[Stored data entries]
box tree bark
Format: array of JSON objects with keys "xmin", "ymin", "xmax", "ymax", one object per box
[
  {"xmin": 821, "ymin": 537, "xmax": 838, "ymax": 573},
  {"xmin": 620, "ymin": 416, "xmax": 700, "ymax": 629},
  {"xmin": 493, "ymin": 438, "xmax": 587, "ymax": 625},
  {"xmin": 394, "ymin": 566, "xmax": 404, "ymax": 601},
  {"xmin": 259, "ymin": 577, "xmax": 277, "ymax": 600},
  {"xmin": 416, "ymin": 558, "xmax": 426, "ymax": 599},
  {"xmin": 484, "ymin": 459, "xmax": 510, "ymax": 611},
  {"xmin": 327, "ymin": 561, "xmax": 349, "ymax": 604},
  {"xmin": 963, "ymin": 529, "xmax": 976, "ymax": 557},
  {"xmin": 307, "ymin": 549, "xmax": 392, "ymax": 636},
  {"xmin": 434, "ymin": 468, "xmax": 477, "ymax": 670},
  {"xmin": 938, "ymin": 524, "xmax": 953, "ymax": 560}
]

Try it
Copy all the entries verbatim.

Problem solution
box tree bark
Format: array of JSON objects with keys "xmin", "ymin", "xmax", "ymax", one object per box
[
  {"xmin": 821, "ymin": 537, "xmax": 838, "ymax": 573},
  {"xmin": 620, "ymin": 416, "xmax": 700, "ymax": 629},
  {"xmin": 493, "ymin": 438, "xmax": 587, "ymax": 625},
  {"xmin": 394, "ymin": 566, "xmax": 404, "ymax": 601},
  {"xmin": 259, "ymin": 577, "xmax": 277, "ymax": 600},
  {"xmin": 416, "ymin": 558, "xmax": 426, "ymax": 599},
  {"xmin": 484, "ymin": 459, "xmax": 510, "ymax": 611},
  {"xmin": 327, "ymin": 561, "xmax": 349, "ymax": 604},
  {"xmin": 963, "ymin": 529, "xmax": 976, "ymax": 557},
  {"xmin": 307, "ymin": 549, "xmax": 392, "ymax": 636},
  {"xmin": 434, "ymin": 468, "xmax": 477, "ymax": 670},
  {"xmin": 938, "ymin": 524, "xmax": 953, "ymax": 560}
]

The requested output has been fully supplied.